* WHAT TO PRODUCE
Of the lines below, write out exactly those from the line with "Put a marker on every instance of the woman's forehead, body" through the line with "Put a marker on every instance of the white sleeve, body", both included, and skip the rest.

Stored data:
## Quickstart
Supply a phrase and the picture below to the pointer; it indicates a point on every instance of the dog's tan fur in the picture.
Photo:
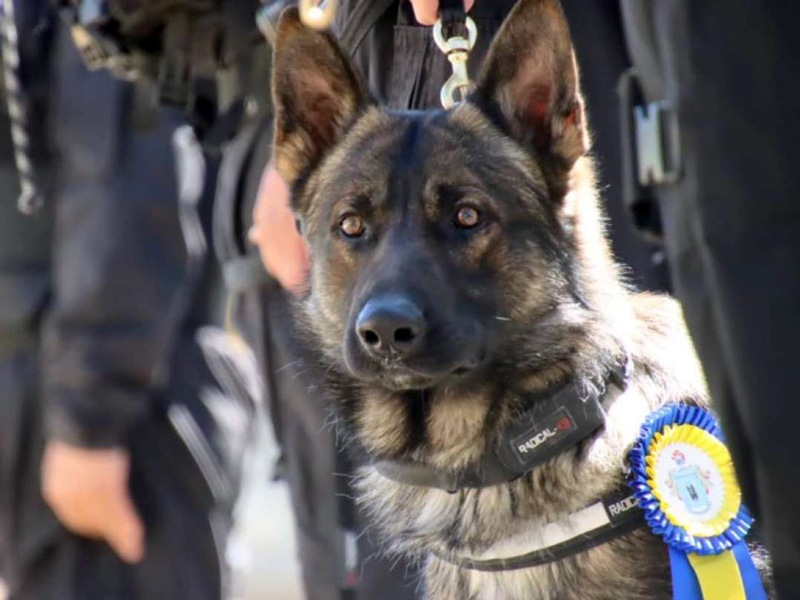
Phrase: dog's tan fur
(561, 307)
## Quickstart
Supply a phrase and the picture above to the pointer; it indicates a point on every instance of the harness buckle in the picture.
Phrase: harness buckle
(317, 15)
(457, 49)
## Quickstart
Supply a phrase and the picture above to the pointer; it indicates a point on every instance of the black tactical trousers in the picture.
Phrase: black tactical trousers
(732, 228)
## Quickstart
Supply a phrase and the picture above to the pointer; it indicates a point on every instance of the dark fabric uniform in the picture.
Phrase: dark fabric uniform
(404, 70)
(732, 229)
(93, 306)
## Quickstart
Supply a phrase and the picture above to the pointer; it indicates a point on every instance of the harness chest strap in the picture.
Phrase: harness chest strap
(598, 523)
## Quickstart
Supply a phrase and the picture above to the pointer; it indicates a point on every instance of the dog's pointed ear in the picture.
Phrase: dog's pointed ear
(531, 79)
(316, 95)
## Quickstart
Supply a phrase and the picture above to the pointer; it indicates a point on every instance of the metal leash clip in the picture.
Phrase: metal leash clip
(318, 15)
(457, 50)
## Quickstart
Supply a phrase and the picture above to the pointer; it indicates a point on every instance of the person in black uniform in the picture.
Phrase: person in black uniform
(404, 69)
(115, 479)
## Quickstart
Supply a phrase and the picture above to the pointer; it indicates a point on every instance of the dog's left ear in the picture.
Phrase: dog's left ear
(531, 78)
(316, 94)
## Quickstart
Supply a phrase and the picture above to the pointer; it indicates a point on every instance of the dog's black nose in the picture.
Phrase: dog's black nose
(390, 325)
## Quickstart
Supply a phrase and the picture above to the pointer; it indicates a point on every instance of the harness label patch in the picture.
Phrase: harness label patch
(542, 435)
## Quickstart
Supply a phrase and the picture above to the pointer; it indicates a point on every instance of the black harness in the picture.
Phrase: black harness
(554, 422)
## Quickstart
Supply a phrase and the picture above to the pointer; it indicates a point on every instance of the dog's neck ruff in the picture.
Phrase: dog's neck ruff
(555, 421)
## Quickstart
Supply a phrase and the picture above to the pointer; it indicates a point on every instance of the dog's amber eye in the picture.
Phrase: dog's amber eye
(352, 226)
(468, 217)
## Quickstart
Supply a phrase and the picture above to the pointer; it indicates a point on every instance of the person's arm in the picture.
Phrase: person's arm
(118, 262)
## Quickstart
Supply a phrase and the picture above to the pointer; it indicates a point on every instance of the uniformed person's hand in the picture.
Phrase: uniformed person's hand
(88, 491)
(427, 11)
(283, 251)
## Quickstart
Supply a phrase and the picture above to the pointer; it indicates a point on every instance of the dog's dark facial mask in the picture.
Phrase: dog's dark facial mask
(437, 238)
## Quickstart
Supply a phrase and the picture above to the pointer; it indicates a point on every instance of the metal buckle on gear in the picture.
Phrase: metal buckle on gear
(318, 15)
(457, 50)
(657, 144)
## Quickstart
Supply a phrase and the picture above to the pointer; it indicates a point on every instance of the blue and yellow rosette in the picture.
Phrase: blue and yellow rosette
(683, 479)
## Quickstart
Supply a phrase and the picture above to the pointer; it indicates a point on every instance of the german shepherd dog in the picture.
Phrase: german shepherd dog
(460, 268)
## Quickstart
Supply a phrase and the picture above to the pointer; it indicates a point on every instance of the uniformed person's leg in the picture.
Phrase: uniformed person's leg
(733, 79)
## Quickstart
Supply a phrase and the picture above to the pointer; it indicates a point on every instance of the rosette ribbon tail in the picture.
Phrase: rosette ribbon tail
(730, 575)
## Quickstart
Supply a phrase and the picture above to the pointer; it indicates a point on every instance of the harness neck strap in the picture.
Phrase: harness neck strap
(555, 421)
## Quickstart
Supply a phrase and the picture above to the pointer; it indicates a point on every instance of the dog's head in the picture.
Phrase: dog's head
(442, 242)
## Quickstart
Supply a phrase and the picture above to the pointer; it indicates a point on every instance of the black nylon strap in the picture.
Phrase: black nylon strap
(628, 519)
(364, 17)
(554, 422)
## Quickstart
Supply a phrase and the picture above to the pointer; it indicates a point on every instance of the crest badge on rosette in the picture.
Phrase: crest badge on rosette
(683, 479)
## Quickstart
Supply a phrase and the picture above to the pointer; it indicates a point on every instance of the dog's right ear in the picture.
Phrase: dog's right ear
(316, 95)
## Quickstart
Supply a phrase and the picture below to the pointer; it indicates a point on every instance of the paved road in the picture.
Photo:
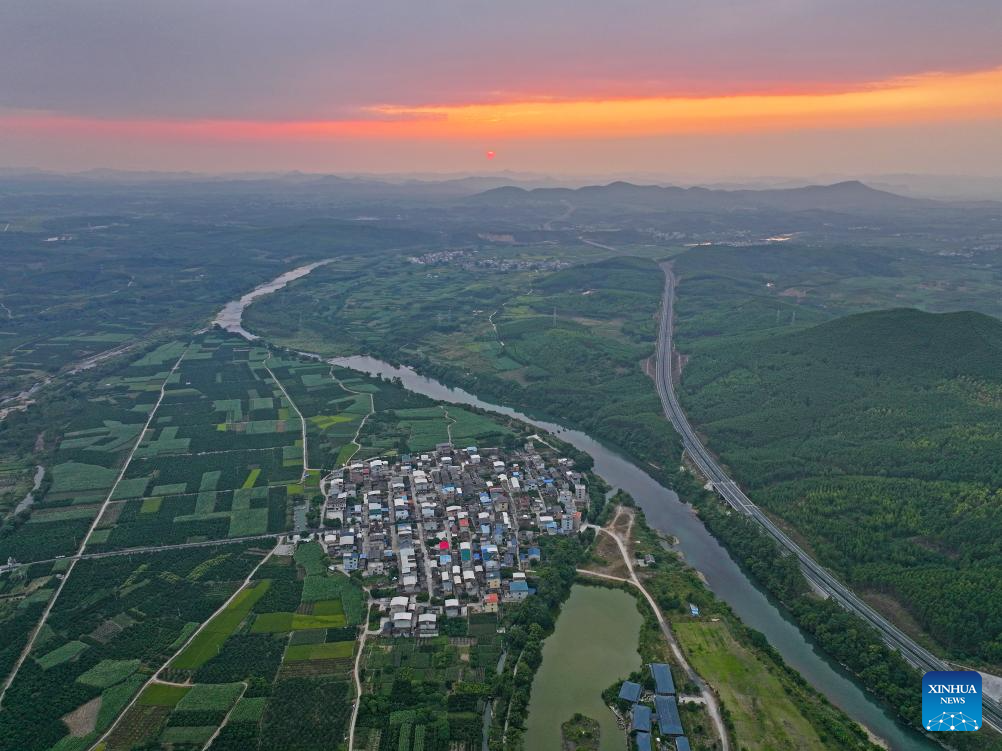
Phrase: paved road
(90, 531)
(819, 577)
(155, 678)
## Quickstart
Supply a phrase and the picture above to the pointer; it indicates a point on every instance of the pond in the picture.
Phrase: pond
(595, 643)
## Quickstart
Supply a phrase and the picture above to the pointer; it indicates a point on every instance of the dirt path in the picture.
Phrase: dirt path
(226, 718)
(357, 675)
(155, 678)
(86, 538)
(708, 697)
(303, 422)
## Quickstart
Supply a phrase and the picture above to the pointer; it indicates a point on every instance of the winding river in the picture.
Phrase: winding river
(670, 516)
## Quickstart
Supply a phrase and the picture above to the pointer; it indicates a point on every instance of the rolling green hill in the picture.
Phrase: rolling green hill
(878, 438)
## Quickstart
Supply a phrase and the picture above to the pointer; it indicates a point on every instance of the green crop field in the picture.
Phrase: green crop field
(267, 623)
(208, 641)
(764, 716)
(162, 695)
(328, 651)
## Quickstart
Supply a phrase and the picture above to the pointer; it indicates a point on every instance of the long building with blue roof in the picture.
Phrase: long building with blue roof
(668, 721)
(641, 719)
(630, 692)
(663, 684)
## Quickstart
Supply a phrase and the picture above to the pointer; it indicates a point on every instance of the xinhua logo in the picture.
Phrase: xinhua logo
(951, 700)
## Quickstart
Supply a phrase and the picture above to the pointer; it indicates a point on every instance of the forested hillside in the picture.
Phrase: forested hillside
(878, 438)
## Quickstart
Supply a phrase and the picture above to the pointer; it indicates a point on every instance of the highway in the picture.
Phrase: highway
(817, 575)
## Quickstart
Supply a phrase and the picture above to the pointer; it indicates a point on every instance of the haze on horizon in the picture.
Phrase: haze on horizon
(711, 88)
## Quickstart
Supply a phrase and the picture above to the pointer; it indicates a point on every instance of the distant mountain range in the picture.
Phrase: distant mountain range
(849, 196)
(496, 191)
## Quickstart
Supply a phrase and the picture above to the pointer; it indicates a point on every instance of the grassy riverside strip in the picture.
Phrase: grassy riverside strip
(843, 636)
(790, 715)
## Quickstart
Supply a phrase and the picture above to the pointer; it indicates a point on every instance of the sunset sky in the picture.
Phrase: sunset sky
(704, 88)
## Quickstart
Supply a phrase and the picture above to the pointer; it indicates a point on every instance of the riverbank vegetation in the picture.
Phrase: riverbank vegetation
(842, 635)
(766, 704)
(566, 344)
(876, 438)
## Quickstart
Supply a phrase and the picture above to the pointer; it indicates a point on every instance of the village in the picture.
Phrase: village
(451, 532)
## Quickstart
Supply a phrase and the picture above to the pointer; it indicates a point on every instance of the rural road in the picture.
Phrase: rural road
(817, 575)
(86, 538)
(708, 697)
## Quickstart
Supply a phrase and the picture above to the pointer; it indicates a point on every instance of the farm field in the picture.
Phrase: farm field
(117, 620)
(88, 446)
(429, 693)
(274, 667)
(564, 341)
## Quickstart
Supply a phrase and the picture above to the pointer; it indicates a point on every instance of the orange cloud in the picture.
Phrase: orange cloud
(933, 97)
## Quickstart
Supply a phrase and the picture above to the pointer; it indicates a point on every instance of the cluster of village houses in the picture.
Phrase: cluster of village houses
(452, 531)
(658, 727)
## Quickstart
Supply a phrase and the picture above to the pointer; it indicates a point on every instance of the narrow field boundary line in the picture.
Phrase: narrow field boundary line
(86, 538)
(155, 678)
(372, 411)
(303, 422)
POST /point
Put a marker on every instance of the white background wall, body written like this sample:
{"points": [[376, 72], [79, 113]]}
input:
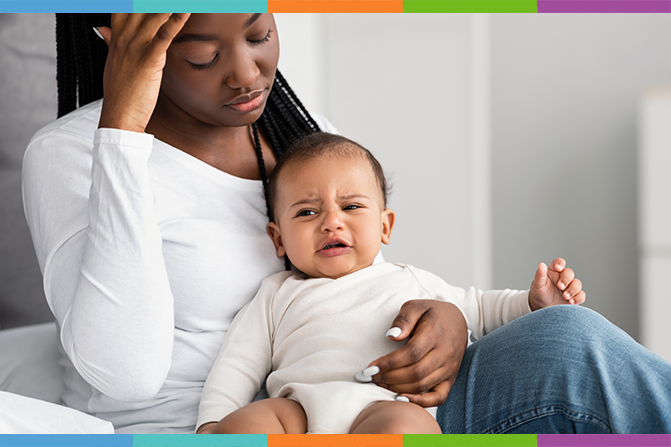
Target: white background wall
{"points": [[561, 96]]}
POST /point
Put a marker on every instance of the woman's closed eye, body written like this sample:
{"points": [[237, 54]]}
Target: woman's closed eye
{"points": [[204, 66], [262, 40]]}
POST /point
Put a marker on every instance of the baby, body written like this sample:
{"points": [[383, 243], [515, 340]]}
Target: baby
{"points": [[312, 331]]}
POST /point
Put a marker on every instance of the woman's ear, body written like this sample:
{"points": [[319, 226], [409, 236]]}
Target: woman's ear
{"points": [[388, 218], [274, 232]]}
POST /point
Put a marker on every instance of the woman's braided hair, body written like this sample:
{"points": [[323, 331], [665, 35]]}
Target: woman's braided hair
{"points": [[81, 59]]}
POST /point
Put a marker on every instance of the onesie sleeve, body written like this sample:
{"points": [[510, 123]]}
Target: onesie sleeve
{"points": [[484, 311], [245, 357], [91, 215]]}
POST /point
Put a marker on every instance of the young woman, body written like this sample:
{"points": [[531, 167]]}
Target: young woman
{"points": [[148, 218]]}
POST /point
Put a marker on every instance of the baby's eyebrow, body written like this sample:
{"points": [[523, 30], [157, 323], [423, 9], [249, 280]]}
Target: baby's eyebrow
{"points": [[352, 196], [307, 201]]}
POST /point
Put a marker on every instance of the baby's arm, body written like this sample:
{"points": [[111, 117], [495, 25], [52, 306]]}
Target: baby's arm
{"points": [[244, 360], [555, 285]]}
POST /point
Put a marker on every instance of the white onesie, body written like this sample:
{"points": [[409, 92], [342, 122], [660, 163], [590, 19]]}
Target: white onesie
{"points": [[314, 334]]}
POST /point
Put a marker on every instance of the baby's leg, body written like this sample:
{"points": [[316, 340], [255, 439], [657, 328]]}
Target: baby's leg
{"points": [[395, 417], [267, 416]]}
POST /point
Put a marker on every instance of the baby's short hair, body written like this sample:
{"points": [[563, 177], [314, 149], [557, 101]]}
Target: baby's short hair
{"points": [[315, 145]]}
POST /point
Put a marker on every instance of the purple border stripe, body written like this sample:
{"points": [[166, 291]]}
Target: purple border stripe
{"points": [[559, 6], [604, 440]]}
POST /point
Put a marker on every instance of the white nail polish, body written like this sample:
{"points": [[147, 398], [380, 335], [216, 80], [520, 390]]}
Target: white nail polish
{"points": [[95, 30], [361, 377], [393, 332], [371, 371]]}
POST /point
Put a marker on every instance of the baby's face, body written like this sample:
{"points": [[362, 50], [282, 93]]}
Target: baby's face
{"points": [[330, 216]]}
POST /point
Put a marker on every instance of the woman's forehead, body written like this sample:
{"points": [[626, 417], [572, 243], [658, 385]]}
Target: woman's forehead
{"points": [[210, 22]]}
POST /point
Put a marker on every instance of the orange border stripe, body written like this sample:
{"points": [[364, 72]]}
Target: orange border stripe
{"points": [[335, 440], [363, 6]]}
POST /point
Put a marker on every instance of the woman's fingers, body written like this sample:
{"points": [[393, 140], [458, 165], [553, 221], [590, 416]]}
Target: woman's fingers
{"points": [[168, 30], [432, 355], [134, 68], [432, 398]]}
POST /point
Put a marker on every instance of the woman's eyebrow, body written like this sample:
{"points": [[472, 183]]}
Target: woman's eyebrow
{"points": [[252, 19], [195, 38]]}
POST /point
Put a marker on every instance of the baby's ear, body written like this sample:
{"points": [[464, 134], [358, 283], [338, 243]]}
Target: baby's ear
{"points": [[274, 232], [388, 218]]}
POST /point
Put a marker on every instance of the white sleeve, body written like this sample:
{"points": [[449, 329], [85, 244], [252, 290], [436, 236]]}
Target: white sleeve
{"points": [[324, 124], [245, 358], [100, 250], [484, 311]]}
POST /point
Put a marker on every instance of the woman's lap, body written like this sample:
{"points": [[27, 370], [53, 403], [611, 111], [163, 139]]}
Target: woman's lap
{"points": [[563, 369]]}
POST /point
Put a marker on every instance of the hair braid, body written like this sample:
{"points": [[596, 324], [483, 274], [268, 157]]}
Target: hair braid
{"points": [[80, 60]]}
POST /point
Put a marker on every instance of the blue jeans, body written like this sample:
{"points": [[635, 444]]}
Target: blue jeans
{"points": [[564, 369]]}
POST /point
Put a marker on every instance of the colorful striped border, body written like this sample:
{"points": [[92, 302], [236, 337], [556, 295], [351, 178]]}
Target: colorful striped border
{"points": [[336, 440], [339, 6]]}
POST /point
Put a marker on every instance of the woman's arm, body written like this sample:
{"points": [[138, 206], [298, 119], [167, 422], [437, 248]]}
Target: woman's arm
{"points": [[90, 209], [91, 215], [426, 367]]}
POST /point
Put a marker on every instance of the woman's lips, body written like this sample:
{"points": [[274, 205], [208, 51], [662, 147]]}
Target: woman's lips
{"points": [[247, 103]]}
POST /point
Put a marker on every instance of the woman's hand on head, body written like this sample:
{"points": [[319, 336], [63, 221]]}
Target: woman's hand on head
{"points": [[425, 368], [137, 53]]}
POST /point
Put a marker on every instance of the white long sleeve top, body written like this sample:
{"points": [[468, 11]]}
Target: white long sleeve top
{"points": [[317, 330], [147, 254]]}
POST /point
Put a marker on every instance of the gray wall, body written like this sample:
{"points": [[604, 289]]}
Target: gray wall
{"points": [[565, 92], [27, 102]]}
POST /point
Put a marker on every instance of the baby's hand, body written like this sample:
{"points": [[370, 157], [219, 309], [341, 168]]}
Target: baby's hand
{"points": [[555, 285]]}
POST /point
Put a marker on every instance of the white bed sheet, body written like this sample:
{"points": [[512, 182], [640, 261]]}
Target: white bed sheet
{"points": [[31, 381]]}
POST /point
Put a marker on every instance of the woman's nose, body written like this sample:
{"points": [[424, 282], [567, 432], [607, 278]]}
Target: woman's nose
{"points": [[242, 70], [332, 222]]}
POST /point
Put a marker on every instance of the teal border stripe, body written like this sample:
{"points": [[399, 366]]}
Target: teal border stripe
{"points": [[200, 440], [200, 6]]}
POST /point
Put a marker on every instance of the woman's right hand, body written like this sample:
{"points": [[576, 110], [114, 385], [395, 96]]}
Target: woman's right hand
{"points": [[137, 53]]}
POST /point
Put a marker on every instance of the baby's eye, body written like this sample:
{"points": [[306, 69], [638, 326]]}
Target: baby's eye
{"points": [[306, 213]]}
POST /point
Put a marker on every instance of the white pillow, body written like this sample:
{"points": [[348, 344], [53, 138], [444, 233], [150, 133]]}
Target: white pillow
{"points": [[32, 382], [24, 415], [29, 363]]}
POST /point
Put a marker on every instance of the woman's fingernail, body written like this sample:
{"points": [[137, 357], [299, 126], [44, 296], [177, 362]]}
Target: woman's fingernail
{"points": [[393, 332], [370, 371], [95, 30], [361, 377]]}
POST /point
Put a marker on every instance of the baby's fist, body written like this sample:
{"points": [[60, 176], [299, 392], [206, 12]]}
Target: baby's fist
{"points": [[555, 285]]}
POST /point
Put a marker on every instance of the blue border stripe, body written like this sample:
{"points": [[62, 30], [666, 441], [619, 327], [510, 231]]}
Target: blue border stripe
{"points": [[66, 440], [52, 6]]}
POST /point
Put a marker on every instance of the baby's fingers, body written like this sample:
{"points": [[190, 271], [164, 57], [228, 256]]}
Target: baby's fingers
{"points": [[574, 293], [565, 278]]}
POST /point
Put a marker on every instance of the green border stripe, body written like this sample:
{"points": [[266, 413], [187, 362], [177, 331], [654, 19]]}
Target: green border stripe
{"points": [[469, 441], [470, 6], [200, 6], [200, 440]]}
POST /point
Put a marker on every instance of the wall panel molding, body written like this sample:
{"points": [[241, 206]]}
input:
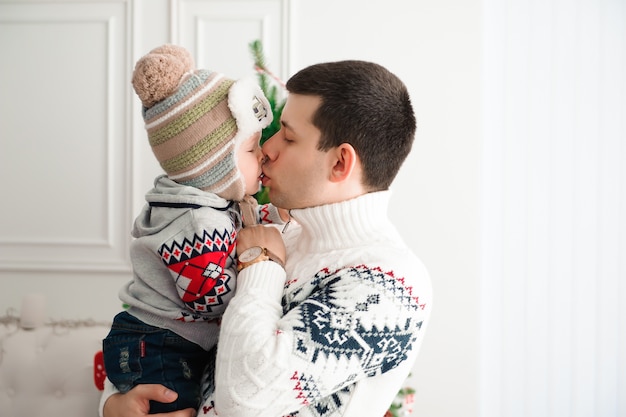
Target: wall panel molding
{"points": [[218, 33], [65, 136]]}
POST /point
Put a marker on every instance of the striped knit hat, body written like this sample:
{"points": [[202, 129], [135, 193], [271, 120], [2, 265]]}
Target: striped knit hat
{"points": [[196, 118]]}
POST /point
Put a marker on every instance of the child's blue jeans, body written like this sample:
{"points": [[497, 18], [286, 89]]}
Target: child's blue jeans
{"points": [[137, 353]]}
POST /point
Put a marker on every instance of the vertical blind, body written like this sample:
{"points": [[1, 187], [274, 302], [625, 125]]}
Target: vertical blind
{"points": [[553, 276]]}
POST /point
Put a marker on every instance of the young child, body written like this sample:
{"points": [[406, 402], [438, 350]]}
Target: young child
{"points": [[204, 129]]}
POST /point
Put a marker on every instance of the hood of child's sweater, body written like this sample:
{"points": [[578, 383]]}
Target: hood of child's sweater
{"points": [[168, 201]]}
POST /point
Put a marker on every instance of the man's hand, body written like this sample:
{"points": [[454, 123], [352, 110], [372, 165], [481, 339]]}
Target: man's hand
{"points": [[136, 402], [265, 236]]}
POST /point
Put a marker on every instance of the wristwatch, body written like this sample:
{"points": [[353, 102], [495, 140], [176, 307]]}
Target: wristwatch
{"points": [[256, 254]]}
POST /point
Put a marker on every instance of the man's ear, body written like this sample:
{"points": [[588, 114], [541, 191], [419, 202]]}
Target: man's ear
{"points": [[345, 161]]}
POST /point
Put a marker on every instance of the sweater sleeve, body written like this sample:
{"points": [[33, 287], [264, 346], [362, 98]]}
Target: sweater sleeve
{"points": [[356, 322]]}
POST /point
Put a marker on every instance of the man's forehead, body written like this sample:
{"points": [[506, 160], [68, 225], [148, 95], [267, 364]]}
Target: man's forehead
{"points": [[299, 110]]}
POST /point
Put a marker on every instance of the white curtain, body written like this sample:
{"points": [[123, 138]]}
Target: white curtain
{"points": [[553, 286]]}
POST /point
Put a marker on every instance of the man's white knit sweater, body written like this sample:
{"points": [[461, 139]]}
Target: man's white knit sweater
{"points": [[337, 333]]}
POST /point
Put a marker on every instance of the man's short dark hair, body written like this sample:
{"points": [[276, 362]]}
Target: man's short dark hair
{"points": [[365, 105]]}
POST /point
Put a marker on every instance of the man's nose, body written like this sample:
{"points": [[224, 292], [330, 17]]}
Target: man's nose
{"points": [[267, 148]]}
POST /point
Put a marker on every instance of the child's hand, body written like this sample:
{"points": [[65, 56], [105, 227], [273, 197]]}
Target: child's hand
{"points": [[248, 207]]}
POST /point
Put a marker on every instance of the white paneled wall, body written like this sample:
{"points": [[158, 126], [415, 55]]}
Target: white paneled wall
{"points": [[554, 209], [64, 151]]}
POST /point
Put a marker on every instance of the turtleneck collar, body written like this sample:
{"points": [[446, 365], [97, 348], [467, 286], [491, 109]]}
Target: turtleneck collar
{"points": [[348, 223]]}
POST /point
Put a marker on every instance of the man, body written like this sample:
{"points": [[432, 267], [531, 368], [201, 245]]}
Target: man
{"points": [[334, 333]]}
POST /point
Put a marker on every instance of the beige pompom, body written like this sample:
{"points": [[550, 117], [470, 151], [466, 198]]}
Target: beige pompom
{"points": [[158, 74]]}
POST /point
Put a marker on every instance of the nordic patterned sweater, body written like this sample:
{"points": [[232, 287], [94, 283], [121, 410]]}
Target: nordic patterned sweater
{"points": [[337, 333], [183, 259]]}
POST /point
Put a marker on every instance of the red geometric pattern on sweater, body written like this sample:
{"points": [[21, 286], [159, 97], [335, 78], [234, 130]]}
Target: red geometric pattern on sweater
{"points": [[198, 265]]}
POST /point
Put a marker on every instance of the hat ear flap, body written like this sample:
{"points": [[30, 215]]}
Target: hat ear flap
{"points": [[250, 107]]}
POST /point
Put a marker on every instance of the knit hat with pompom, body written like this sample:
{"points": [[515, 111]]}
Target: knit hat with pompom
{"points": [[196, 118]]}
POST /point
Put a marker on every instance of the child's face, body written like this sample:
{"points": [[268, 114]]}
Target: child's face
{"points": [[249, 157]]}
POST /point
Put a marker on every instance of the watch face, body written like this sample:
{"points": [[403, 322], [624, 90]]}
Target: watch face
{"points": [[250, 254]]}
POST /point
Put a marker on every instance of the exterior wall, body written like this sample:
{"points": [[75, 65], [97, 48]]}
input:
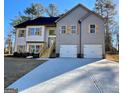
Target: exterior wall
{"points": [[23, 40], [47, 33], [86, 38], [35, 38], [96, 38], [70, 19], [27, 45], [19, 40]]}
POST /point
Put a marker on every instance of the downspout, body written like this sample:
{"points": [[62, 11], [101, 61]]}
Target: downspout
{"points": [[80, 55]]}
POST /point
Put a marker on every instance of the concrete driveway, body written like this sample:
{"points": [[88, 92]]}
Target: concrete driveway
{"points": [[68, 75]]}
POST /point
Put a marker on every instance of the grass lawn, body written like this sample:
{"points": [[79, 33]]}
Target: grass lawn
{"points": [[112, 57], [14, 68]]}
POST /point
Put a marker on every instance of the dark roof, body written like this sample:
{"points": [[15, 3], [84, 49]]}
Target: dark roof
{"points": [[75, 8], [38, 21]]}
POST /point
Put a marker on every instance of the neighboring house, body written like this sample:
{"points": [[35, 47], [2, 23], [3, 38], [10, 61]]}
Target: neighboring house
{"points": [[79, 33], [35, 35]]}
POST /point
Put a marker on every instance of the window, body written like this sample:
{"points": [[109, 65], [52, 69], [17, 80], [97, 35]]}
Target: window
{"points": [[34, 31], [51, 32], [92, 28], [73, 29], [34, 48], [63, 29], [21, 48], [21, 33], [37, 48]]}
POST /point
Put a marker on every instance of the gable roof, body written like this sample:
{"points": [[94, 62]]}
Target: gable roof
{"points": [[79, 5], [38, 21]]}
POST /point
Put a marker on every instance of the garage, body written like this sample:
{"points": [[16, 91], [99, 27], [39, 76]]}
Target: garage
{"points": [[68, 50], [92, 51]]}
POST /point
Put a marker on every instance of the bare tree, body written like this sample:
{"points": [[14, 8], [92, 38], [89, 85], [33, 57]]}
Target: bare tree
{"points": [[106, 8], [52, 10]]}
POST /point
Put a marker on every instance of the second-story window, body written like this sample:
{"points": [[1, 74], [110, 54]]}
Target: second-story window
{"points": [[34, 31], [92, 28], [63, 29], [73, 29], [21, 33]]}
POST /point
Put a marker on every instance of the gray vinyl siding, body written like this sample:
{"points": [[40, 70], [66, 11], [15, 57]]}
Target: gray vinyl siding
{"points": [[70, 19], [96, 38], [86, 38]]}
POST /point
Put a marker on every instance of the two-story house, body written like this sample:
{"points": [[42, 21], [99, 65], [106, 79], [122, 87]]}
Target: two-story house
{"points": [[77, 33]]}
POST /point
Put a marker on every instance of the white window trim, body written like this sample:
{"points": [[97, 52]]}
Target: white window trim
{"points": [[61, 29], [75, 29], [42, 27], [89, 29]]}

* RESPONSE TO THE EXERCISE
Put a marker on every instance of the woman's forehead, body written like this sample:
{"points": [[626, 417], [572, 243], [658, 385]]}
Target: woman's forehead
{"points": [[210, 22]]}
POST /point
Put a marker on every instance of the orange border stripe, body written like this sample:
{"points": [[364, 72]]}
Target: orange border stripe
{"points": [[335, 440], [363, 6]]}
POST /point
Put a marker on every instance of the woman's fingers, body written like this sample:
{"points": [[393, 140], [458, 165], [553, 221], [590, 416]]}
Target: woman's fingers
{"points": [[168, 30], [432, 355], [134, 68], [432, 398]]}
POST /point
Put a marker on every instance of the woman's eyebrow, body written like this sample:
{"points": [[472, 183]]}
Target: woman's eyebrow
{"points": [[252, 19], [195, 38]]}
POST /point
Put a marker on every instance of the baby's ear, body written like this sample:
{"points": [[464, 134], [358, 283], [338, 243]]}
Target: baby's ear
{"points": [[274, 232], [388, 218]]}
POST /point
Put a marker on every instance of the white sleeve, body written like this sample:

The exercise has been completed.